• Goal: Copy out the records word for word, starting at the line containing "Locate the player's" and continuing up to and including the final line of the records.
═════ Given records
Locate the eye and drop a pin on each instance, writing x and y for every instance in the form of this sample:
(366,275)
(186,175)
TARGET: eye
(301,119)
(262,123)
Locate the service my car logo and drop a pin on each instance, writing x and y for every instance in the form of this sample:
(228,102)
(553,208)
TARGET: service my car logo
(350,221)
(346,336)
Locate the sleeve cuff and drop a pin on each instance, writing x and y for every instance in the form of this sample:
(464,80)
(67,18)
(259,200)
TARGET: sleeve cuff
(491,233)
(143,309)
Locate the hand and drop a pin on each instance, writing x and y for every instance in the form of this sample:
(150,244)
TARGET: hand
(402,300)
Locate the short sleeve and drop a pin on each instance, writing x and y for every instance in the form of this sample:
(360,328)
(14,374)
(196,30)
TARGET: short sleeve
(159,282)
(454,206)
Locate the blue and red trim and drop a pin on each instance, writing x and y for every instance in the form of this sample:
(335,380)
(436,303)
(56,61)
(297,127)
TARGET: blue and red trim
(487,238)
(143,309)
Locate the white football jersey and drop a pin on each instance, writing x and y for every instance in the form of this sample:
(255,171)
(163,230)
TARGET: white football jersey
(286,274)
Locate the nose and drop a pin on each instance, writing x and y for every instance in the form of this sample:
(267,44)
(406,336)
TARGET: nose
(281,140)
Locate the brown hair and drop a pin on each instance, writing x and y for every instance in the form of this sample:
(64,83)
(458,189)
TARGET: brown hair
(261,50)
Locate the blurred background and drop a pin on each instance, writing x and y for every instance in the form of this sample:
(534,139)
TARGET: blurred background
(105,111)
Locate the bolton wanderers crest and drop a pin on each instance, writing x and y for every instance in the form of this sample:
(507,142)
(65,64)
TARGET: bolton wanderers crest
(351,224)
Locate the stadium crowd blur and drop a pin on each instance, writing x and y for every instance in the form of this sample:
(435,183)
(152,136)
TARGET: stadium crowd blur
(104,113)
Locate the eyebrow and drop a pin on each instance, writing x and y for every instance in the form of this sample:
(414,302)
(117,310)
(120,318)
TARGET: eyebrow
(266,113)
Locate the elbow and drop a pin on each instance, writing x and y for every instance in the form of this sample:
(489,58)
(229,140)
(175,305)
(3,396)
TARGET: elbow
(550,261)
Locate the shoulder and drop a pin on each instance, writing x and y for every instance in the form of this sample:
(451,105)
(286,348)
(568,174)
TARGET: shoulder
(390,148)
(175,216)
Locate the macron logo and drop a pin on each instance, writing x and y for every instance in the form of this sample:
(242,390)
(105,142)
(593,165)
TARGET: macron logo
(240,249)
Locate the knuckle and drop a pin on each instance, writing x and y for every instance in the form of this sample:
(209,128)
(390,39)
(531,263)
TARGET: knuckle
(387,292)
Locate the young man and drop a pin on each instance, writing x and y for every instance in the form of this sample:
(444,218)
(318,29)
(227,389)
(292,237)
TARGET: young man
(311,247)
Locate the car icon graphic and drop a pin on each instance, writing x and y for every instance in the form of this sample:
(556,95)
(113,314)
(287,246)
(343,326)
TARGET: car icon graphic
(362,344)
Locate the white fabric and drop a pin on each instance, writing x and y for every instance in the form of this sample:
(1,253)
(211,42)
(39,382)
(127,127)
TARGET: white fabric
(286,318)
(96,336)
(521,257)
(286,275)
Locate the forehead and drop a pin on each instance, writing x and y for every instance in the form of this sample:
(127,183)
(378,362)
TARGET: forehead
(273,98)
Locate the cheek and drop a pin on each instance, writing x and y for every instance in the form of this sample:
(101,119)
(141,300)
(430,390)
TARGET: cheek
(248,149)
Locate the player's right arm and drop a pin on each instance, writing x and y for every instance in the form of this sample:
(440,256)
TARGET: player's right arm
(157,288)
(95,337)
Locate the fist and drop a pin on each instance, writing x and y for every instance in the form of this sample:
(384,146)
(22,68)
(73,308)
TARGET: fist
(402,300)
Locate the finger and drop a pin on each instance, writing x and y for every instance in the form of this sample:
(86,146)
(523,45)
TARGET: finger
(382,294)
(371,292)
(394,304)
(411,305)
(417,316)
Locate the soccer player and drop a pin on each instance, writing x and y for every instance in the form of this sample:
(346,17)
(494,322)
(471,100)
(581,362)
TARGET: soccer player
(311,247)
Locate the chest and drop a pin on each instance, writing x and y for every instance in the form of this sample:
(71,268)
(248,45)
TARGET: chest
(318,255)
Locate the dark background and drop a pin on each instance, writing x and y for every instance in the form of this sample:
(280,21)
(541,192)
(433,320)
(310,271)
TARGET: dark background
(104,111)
══════════
• Task answer:
Locate the player's right arm and drop a pin on each instance, writing x and y for every instance in the form of this sample:
(440,256)
TARGET: player's right arm
(157,288)
(95,337)
Locate the fist and drop a pin on each instance, writing x and y for every instance in the form of this sample:
(384,146)
(22,68)
(73,308)
TARGET: fist
(402,300)
Locate the finger and drop a pin on each instance, writing x and y for every instance in the form of this sample:
(86,146)
(523,45)
TARGET: finger
(382,294)
(371,292)
(394,304)
(411,305)
(417,316)
Locate the soccer player and drop a pin on each instance, writing x and y for every instance in the form of this sample:
(346,17)
(494,322)
(471,100)
(581,362)
TARGET: soccer player
(311,247)
Locate the chest and drop a pin on each instance, writing x and y for every instance in the form of this sample:
(71,268)
(248,45)
TARGET: chest
(318,255)
Locate the dark background and drop a pin on each instance, writing x and y for every instance in the form of this sample:
(280,21)
(541,192)
(433,320)
(310,271)
TARGET: dark background
(104,111)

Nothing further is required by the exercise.